Print each of the rows below word for word, leaving out the pictures.

* * * *

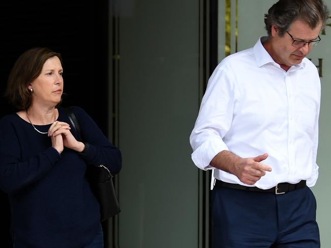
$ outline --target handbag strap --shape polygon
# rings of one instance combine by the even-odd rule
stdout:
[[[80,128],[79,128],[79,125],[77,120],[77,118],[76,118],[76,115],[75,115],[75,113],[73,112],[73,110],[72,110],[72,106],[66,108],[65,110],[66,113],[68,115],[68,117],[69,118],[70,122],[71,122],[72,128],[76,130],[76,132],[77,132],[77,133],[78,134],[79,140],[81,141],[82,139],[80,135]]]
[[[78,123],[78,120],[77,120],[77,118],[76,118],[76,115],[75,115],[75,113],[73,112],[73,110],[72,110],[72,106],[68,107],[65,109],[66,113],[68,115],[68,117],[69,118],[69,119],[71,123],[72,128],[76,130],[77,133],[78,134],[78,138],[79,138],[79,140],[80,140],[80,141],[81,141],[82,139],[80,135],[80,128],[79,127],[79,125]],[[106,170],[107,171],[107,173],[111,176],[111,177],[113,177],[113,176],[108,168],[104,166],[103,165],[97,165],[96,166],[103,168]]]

* * * *

-- TASK RESULT --
$ outline --target handbag strap --shape polygon
# rings of one instance combine by the even-odd rule
stdout:
[[[80,128],[79,128],[79,125],[77,120],[77,118],[76,118],[76,115],[75,115],[75,113],[73,112],[73,110],[72,110],[72,106],[66,108],[65,110],[66,113],[68,115],[68,117],[69,118],[70,122],[71,122],[72,128],[76,130],[76,132],[77,132],[77,133],[78,134],[79,140],[81,141],[82,139],[80,135]]]
[[[78,123],[78,120],[77,120],[77,118],[76,118],[76,115],[75,115],[75,113],[73,112],[73,110],[72,110],[72,106],[68,107],[65,109],[66,113],[68,115],[68,117],[69,118],[69,119],[71,123],[72,128],[76,130],[77,133],[78,134],[78,138],[79,138],[79,140],[80,140],[80,141],[81,141],[82,139],[80,135],[80,128],[79,127],[79,125]],[[106,170],[107,171],[107,173],[111,176],[111,177],[113,177],[113,176],[108,168],[104,166],[103,165],[97,165],[96,166],[103,168]]]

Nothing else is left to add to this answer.